++++ LISTED ENTRIES

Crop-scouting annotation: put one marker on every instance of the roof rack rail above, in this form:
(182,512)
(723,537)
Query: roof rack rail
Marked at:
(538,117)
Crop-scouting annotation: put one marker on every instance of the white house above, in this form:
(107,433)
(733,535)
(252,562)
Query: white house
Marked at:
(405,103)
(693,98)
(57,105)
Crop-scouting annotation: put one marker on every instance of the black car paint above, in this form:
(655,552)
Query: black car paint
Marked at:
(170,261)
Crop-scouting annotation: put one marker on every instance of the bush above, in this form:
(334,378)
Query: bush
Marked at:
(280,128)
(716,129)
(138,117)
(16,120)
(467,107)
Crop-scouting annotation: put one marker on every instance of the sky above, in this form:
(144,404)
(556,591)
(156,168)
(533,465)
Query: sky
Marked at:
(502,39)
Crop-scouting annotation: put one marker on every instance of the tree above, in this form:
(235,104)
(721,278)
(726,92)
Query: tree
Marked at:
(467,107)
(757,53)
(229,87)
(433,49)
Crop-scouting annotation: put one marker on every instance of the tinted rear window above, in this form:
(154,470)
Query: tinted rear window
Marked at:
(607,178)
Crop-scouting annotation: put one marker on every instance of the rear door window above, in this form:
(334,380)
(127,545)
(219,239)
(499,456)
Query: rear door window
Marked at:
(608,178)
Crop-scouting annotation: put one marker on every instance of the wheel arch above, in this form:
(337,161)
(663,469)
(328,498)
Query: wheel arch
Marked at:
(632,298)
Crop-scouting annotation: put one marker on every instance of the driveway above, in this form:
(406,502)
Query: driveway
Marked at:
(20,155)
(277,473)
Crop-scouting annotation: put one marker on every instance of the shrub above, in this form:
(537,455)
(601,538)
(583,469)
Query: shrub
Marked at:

++++++++

Could you write out the part of the listing above that starts with the line containing "of the wheel" and runs through the end of the listing, keeping every line unchanged?

Crop-scouting annotation: put one marker on every instance of the wheel arch above, in this form:
(337,161)
(663,469)
(328,498)
Query: wheel arch
Marked at:
(632,298)
Crop-scouting annotation: put one marker on every instance of the driveway above, in this form:
(406,502)
Query: driveway
Marked at:
(20,155)
(277,473)
Crop-scouting annotation: put one marker on every instance of the shrub above, in this form:
(537,455)
(601,538)
(583,469)
Query: shrub
Marked at:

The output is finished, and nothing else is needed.